* _Instructions to follow_
Reproduce the lines from the very beginning through the line that contains "negative clicks: (30, 85) (158, 33)", including that line. Leave the pictures out of your answer.

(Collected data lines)
- - -
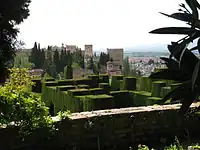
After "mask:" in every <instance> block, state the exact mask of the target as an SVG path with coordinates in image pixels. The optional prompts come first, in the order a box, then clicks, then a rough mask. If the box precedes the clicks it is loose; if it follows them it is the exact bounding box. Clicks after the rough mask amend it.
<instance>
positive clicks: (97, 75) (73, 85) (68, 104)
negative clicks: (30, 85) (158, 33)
mask: <svg viewBox="0 0 200 150" xmlns="http://www.w3.org/2000/svg"><path fill="white" fill-rule="evenodd" d="M34 82H35V83H36V84H35V86H34V87H32V92H34V93H41V98H42V100H43V101H44V102H45V103H46V105H47V106H48V107H50V111H51V115H56V114H57V113H58V112H59V111H66V110H70V111H71V112H72V113H75V112H83V111H95V110H104V109H113V108H126V107H138V106H149V105H155V104H161V105H162V104H168V103H169V102H170V101H168V102H165V103H164V102H163V101H162V97H163V96H165V95H166V94H167V93H168V92H169V91H170V90H171V89H173V88H174V87H176V86H178V85H179V83H176V82H175V81H166V80H163V81H162V80H160V81H158V80H151V79H150V78H148V77H124V76H122V75H116V76H112V77H109V76H108V75H90V76H88V78H83V79H76V80H75V79H68V80H54V79H46V80H40V79H36V80H34Z"/></svg>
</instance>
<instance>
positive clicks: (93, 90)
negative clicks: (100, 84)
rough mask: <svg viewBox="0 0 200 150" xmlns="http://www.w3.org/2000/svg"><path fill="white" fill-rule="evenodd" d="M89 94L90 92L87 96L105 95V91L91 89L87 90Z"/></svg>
mask: <svg viewBox="0 0 200 150" xmlns="http://www.w3.org/2000/svg"><path fill="white" fill-rule="evenodd" d="M89 92H90V94H89V95H99V94H105V91H104V90H103V89H102V88H92V89H89Z"/></svg>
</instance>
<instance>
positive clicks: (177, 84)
mask: <svg viewBox="0 0 200 150" xmlns="http://www.w3.org/2000/svg"><path fill="white" fill-rule="evenodd" d="M182 84H183V83H173V84H171V85H170V87H171V90H174V89H175V88H177V87H179V86H180V85H182Z"/></svg>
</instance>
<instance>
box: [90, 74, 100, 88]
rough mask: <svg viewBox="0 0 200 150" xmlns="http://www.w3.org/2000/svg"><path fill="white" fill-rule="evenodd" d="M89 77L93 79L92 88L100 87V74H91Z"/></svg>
mask: <svg viewBox="0 0 200 150" xmlns="http://www.w3.org/2000/svg"><path fill="white" fill-rule="evenodd" d="M88 78H89V79H91V80H92V81H91V82H92V83H91V88H98V83H99V76H98V75H89V76H88Z"/></svg>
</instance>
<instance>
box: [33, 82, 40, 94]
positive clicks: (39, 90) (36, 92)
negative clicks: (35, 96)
mask: <svg viewBox="0 0 200 150" xmlns="http://www.w3.org/2000/svg"><path fill="white" fill-rule="evenodd" d="M32 82H33V83H34V85H32V92H34V93H41V92H42V83H41V79H33V80H32Z"/></svg>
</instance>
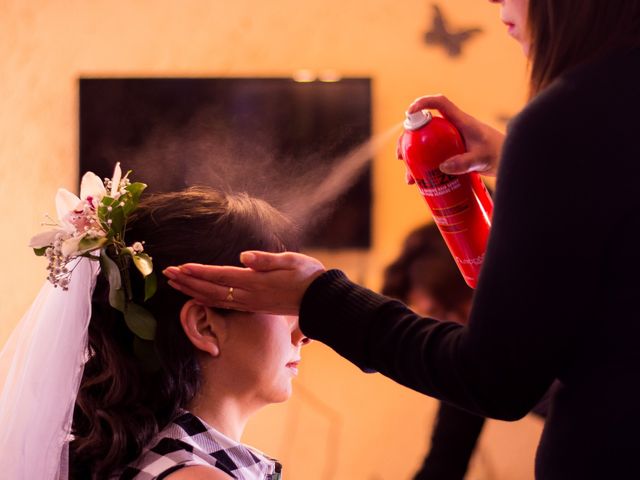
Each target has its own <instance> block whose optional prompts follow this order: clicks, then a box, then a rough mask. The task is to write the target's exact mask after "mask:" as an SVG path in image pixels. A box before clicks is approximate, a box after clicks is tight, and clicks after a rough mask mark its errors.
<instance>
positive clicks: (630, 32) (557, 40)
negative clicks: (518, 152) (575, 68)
mask: <svg viewBox="0 0 640 480" xmlns="http://www.w3.org/2000/svg"><path fill="white" fill-rule="evenodd" d="M528 25H529V33H530V38H531V48H530V51H529V58H530V60H531V82H530V90H531V91H530V93H531V96H535V95H536V94H537V93H539V92H540V91H541V90H543V89H544V88H546V87H547V86H548V85H549V84H550V83H551V82H553V80H555V79H556V78H557V77H558V76H559V75H561V74H562V73H564V72H566V71H567V70H569V69H571V68H573V67H575V66H577V65H580V64H582V63H585V62H589V61H592V60H595V59H597V58H598V57H600V56H602V55H603V54H606V53H608V52H612V51H615V50H623V49H631V48H637V47H640V2H639V1H638V0H529V12H528Z"/></svg>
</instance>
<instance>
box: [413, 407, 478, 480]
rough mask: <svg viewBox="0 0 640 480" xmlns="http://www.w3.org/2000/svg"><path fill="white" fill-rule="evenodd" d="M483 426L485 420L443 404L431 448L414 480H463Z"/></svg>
mask: <svg viewBox="0 0 640 480" xmlns="http://www.w3.org/2000/svg"><path fill="white" fill-rule="evenodd" d="M483 425H484V417H480V416H478V415H474V414H472V413H469V412H466V411H464V410H460V409H459V408H457V407H454V406H453V405H449V404H447V403H441V404H440V408H439V409H438V416H437V418H436V424H435V427H434V429H433V434H432V436H431V448H430V449H429V453H428V454H427V456H426V457H425V459H424V463H423V464H422V467H421V468H420V470H419V471H418V472H417V473H416V474H415V476H414V480H463V479H464V476H465V475H466V473H467V468H468V466H469V460H470V459H471V456H472V455H473V450H474V449H475V447H476V443H477V441H478V437H479V436H480V432H481V431H482V426H483Z"/></svg>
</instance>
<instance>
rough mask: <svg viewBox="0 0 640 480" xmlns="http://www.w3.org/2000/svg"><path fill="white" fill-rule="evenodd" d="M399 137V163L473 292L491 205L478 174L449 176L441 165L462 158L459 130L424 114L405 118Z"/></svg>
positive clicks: (490, 224)
mask: <svg viewBox="0 0 640 480" xmlns="http://www.w3.org/2000/svg"><path fill="white" fill-rule="evenodd" d="M404 129H405V131H404V134H403V135H402V137H400V151H401V154H402V159H403V160H404V161H405V163H406V164H407V168H408V169H409V172H410V173H411V176H412V177H413V178H414V179H415V181H416V185H417V186H418V189H419V190H420V193H421V194H422V197H423V198H424V200H425V201H426V202H427V205H428V206H429V208H430V209H431V213H432V215H433V220H434V221H435V223H436V224H437V225H438V228H439V229H440V233H442V236H443V237H444V241H445V242H446V244H447V246H448V247H449V250H450V251H451V254H452V255H453V258H454V259H455V261H456V264H457V265H458V268H459V269H460V272H461V273H462V276H463V277H464V279H465V281H466V282H467V284H468V285H469V286H470V287H471V288H475V287H476V285H477V283H478V276H479V275H480V268H481V267H482V261H483V260H484V253H485V250H486V246H487V239H488V237H489V230H490V228H491V214H492V213H493V201H492V200H491V196H490V195H489V192H488V191H487V189H486V187H485V186H484V183H482V180H481V179H480V175H478V174H477V173H467V174H464V175H447V174H446V173H443V172H441V171H440V169H439V165H440V164H441V163H442V162H444V161H445V160H447V159H448V158H450V157H452V156H454V155H458V154H460V153H464V151H465V147H464V142H463V141H462V137H461V135H460V133H459V132H458V130H457V129H456V128H455V127H454V126H453V125H452V124H451V123H450V122H449V121H447V120H446V119H444V118H442V117H434V116H432V115H431V113H430V112H428V111H418V112H415V113H408V114H407V118H406V120H405V122H404Z"/></svg>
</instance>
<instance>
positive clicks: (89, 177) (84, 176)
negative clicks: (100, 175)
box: [80, 172, 107, 206]
mask: <svg viewBox="0 0 640 480" xmlns="http://www.w3.org/2000/svg"><path fill="white" fill-rule="evenodd" d="M106 193H107V191H106V190H105V188H104V183H103V182H102V180H100V177H98V176H97V175H96V174H95V173H93V172H87V173H85V174H84V175H83V176H82V182H81V183H80V198H82V199H83V200H86V199H87V198H89V197H92V198H93V200H94V201H93V205H94V206H97V205H98V203H100V201H101V200H102V197H104V196H105V194H106Z"/></svg>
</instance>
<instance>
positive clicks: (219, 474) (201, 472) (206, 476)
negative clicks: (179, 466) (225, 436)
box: [165, 466, 233, 480]
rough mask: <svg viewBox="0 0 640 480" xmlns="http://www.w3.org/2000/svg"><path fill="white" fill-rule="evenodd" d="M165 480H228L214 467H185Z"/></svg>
mask: <svg viewBox="0 0 640 480" xmlns="http://www.w3.org/2000/svg"><path fill="white" fill-rule="evenodd" d="M165 478H166V479H167V480H229V479H230V478H233V477H230V476H229V475H227V474H226V473H224V472H223V471H222V470H219V469H217V468H214V467H204V466H203V467H199V466H198V467H185V468H181V469H180V470H178V471H177V472H175V473H172V474H171V475H167V476H166V477H165Z"/></svg>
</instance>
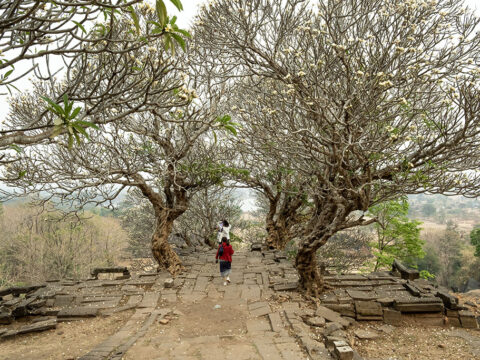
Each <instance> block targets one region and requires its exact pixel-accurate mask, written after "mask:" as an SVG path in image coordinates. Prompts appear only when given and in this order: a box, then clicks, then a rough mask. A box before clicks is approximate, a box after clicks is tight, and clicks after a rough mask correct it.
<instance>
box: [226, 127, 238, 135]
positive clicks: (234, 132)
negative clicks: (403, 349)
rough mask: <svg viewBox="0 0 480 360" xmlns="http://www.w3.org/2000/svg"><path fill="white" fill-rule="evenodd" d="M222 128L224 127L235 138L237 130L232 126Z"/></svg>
mask: <svg viewBox="0 0 480 360" xmlns="http://www.w3.org/2000/svg"><path fill="white" fill-rule="evenodd" d="M224 127H225V129H227V130H228V131H230V132H231V133H232V134H233V135H235V136H237V129H235V128H234V127H233V126H230V125H225V126H224Z"/></svg>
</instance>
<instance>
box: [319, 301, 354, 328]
mask: <svg viewBox="0 0 480 360" xmlns="http://www.w3.org/2000/svg"><path fill="white" fill-rule="evenodd" d="M315 315H316V316H320V317H323V318H325V319H326V320H328V321H332V322H333V321H334V322H338V323H340V324H342V326H344V327H348V326H349V325H350V321H349V320H347V319H345V318H342V317H341V316H340V314H339V313H337V312H335V311H332V310H330V309H328V308H326V307H325V306H319V307H318V308H317V311H316V312H315Z"/></svg>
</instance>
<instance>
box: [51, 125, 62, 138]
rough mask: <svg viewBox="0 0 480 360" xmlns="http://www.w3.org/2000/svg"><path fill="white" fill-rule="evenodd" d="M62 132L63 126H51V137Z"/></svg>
mask: <svg viewBox="0 0 480 360" xmlns="http://www.w3.org/2000/svg"><path fill="white" fill-rule="evenodd" d="M62 132H63V126H55V127H54V128H53V132H52V135H50V137H51V138H54V137H55V136H58V135H60V134H61V133H62Z"/></svg>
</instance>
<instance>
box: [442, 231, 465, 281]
mask: <svg viewBox="0 0 480 360" xmlns="http://www.w3.org/2000/svg"><path fill="white" fill-rule="evenodd" d="M464 246H465V242H464V241H463V239H462V234H461V233H460V231H459V230H458V226H457V224H455V223H453V222H452V221H449V222H447V228H446V229H445V232H444V234H443V236H442V237H441V238H440V239H439V240H438V243H437V244H436V248H437V253H438V258H439V264H440V269H439V271H438V273H437V280H438V282H439V283H440V284H442V285H444V286H449V287H450V286H458V285H459V284H460V282H461V281H460V278H461V277H462V274H461V267H462V249H463V248H464Z"/></svg>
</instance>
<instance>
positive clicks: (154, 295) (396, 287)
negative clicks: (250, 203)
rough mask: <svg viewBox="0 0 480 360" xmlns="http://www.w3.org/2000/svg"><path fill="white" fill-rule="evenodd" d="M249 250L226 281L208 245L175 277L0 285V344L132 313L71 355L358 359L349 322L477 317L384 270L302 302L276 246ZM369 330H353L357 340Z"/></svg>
mask: <svg viewBox="0 0 480 360" xmlns="http://www.w3.org/2000/svg"><path fill="white" fill-rule="evenodd" d="M253 249H256V250H257V251H246V250H242V251H237V252H236V253H235V255H234V260H233V264H232V275H231V284H229V285H228V286H224V285H223V280H222V279H221V277H220V274H219V269H218V264H215V251H213V250H207V249H185V250H181V251H180V253H181V254H180V255H181V257H182V260H183V264H184V266H185V268H186V271H185V272H184V273H183V274H181V275H179V276H177V277H176V278H175V279H172V278H171V277H170V275H169V274H168V273H166V272H161V273H158V274H157V273H140V274H136V275H134V276H133V277H132V278H128V277H129V276H130V275H129V274H127V275H128V276H126V274H123V275H122V276H120V277H117V278H116V279H114V280H102V279H89V280H87V281H70V280H63V281H58V280H57V281H51V282H48V283H47V284H44V285H39V286H33V287H28V288H14V289H12V288H11V289H5V290H0V296H1V297H0V324H6V325H7V327H4V328H0V341H1V339H3V338H12V337H15V336H17V335H20V334H24V333H28V332H32V331H44V330H48V329H52V328H55V327H56V324H57V322H63V321H75V320H79V319H85V318H88V317H95V316H110V315H112V314H115V313H118V312H122V311H126V310H134V311H133V315H132V316H131V317H130V319H129V320H128V321H127V322H126V323H125V324H124V325H123V326H122V327H121V328H120V329H119V330H118V331H117V332H116V333H114V334H113V335H112V336H110V337H109V338H107V339H106V340H104V341H103V342H101V343H100V344H92V346H91V347H90V350H89V351H88V352H87V353H85V354H84V355H83V356H81V357H79V359H82V360H103V359H114V360H120V359H125V360H127V359H129V360H133V359H143V358H145V359H169V360H172V359H173V360H175V359H183V360H193V359H197V360H198V359H204V360H214V359H225V358H227V359H228V358H234V359H236V360H242V359H245V360H247V359H252V360H253V359H259V360H261V359H280V360H281V359H285V360H286V359H311V360H326V359H332V358H334V357H335V358H338V359H342V360H351V359H355V360H359V359H361V358H360V356H359V355H358V354H357V353H356V352H355V351H354V350H353V349H352V348H351V346H350V345H351V344H353V343H354V341H352V340H351V339H350V338H349V337H348V336H347V333H346V331H345V330H346V329H347V328H349V327H350V326H351V325H353V324H355V322H356V321H363V320H368V321H382V322H385V323H388V324H393V325H401V324H402V322H403V321H405V320H415V321H417V322H420V323H421V324H424V325H434V326H443V325H445V320H446V324H447V325H449V326H462V327H465V328H472V329H476V328H477V327H478V324H477V321H480V318H478V317H476V316H475V314H474V313H473V312H472V311H469V310H468V309H467V308H466V307H465V306H464V305H462V304H459V302H458V299H457V298H455V297H453V296H451V295H449V294H448V292H447V291H445V290H444V289H440V288H436V287H434V286H433V285H432V284H430V283H428V282H426V281H424V280H420V279H411V278H410V277H412V276H413V275H415V274H413V275H412V274H410V273H408V274H406V275H405V276H407V275H408V277H407V278H403V279H402V278H401V277H402V276H403V274H400V275H401V276H395V275H392V274H391V273H372V274H365V275H340V276H327V277H325V280H326V283H327V284H328V286H329V287H330V290H329V291H327V292H326V293H325V294H323V295H322V296H321V297H320V299H318V301H317V302H312V301H306V300H305V299H304V298H303V297H302V296H301V295H300V294H299V293H298V292H296V291H294V290H295V289H296V287H297V282H298V275H297V272H296V270H295V269H294V268H293V266H292V263H291V262H290V261H288V260H287V259H286V256H285V254H284V253H282V252H278V251H270V250H265V249H262V248H261V247H254V246H252V250H253ZM19 294H25V295H22V296H19ZM26 316H30V317H32V316H34V317H35V320H34V321H32V323H30V324H27V325H23V326H20V327H19V325H20V324H21V323H19V322H17V319H20V318H22V317H26ZM12 321H13V323H12ZM10 323H12V324H10ZM455 334H457V335H456V336H459V335H458V334H460V335H461V334H463V332H458V333H455ZM373 335H375V334H373ZM373 335H372V334H370V333H369V334H366V333H363V332H357V333H354V336H355V337H357V338H359V339H365V338H369V337H371V336H373ZM474 345H477V343H475V344H474Z"/></svg>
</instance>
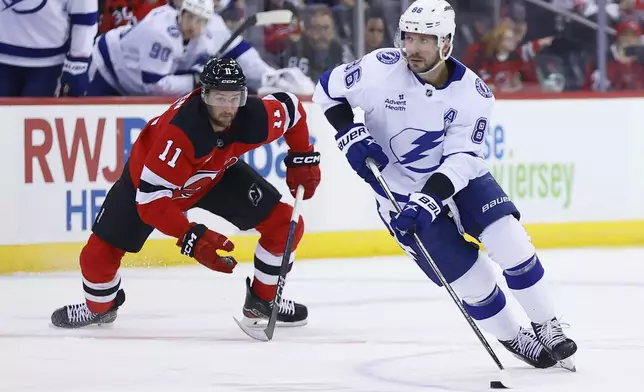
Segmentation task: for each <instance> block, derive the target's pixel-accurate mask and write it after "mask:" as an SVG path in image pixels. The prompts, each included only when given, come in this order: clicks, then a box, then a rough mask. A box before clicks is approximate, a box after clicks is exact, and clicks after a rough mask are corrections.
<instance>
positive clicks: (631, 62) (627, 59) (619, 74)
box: [588, 21, 644, 91]
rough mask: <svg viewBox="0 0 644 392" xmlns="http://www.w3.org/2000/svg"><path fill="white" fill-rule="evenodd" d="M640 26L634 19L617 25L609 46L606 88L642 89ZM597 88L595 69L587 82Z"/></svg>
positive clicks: (641, 69)
mask: <svg viewBox="0 0 644 392" xmlns="http://www.w3.org/2000/svg"><path fill="white" fill-rule="evenodd" d="M641 38H642V28H641V26H640V25H639V24H638V23H637V22H635V21H625V22H621V23H620V24H618V25H617V41H616V42H615V44H614V45H612V46H611V55H612V59H610V60H609V61H608V64H607V66H606V78H607V79H608V86H607V87H608V88H609V89H610V90H613V91H629V90H631V91H632V90H644V47H643V46H642V45H641ZM588 84H589V85H590V86H591V88H592V89H594V90H597V89H599V72H598V71H597V70H595V71H594V72H593V73H592V74H591V76H590V82H589V83H588Z"/></svg>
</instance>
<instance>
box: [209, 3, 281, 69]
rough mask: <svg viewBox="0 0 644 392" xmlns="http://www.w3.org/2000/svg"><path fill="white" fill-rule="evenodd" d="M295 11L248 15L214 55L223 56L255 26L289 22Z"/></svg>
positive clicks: (276, 11)
mask: <svg viewBox="0 0 644 392" xmlns="http://www.w3.org/2000/svg"><path fill="white" fill-rule="evenodd" d="M292 17H293V13H292V12H291V11H290V10H274V11H264V12H258V13H256V14H254V15H253V16H250V17H248V18H247V19H246V20H244V22H242V24H241V25H239V27H237V28H236V29H235V31H234V32H233V33H232V34H231V35H230V37H229V38H228V39H227V40H226V41H225V42H224V43H223V45H221V48H219V50H218V51H217V53H215V55H214V57H217V58H219V57H221V56H222V55H223V54H224V53H226V50H227V49H228V47H229V46H230V44H231V43H232V42H233V41H234V40H235V39H237V37H239V36H240V35H242V34H244V32H245V31H246V30H248V29H249V28H251V27H253V26H268V25H271V24H284V23H289V22H290V20H291V18H292Z"/></svg>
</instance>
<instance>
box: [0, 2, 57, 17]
mask: <svg viewBox="0 0 644 392" xmlns="http://www.w3.org/2000/svg"><path fill="white" fill-rule="evenodd" d="M1 1H2V5H3V6H4V7H3V8H2V9H1V10H0V12H4V11H6V10H11V11H12V12H14V13H16V14H21V15H22V14H35V13H36V12H38V11H40V10H41V9H43V8H45V6H46V5H47V1H48V0H1Z"/></svg>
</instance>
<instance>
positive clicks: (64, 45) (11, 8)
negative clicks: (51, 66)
mask: <svg viewBox="0 0 644 392" xmlns="http://www.w3.org/2000/svg"><path fill="white" fill-rule="evenodd" d="M97 7H98V2H97V1H89V0H3V1H2V3H0V63H3V64H9V65H15V66H22V67H49V66H54V65H58V64H62V63H63V61H64V60H65V54H69V55H70V56H71V57H76V58H87V57H89V56H90V54H91V53H92V45H93V43H94V37H95V36H96V32H97V31H98V25H97V21H98V9H97Z"/></svg>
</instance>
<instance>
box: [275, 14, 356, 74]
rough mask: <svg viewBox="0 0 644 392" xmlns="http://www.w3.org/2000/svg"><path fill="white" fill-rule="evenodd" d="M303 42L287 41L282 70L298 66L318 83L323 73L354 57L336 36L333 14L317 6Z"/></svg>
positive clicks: (312, 15) (349, 60)
mask: <svg viewBox="0 0 644 392" xmlns="http://www.w3.org/2000/svg"><path fill="white" fill-rule="evenodd" d="M304 34H305V36H304V39H301V40H298V41H292V40H291V41H289V46H288V47H287V48H286V51H285V52H284V53H283V54H282V56H281V66H282V67H298V68H300V70H301V71H302V72H303V73H304V74H305V75H307V76H308V77H310V78H311V79H312V80H313V81H314V82H317V80H318V78H319V76H320V74H322V72H324V71H326V70H328V69H331V68H333V67H336V66H338V65H340V64H342V63H346V62H349V61H352V60H353V54H352V53H351V51H350V50H349V48H348V47H347V46H346V45H343V44H341V43H340V42H338V40H337V38H336V36H335V29H334V23H333V15H332V14H331V10H330V9H329V8H328V7H326V6H316V8H315V9H314V11H313V14H312V15H311V19H310V21H309V22H308V23H307V24H305V32H304Z"/></svg>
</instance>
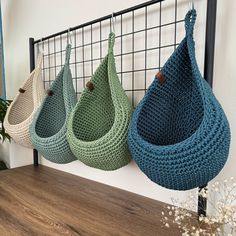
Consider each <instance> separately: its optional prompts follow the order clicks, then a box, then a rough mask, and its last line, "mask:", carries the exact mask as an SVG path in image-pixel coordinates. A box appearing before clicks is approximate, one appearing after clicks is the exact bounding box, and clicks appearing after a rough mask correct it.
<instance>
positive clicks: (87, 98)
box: [67, 33, 132, 170]
mask: <svg viewBox="0 0 236 236" xmlns="http://www.w3.org/2000/svg"><path fill="white" fill-rule="evenodd" d="M114 41H115V35H114V33H110V35H109V49H108V55H107V56H106V57H105V59H104V60H103V61H102V63H101V64H100V66H99V67H98V68H97V70H96V72H95V74H94V75H93V76H92V79H91V80H90V82H89V84H88V85H90V86H87V88H85V90H84V91H83V93H82V95H81V98H80V100H79V102H78V103H77V105H76V107H75V108H74V110H73V111H72V113H71V115H70V118H69V123H68V131H67V139H68V142H69V144H70V148H71V150H72V152H73V153H74V155H75V156H76V157H77V158H78V159H79V160H80V161H82V162H83V163H85V164H86V165H88V166H91V167H95V168H98V169H102V170H115V169H118V168H120V167H122V166H124V165H126V164H127V163H129V162H130V160H131V157H130V153H129V150H128V144H127V136H128V125H129V122H130V118H131V113H132V106H131V105H130V102H129V100H128V97H127V96H126V94H125V92H124V90H123V88H122V86H121V84H120V82H119V79H118V76H117V73H116V66H115V59H114V54H113V46H114Z"/></svg>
- - -
* _Result of the exercise_
After "mask:" in every <instance> block, state the exact mask of the target as an SVG path with coordinates in image pixels. The optional prompts come first, in the order a box, then clicks, then a rough mask. If the box precedes the clicks it is loose; if it follows them it is the exact bounding box. Clicks after the rough mask amend it.
<instance>
positive clicks: (97, 75) (73, 85) (68, 104)
negative clicks: (30, 85) (158, 33)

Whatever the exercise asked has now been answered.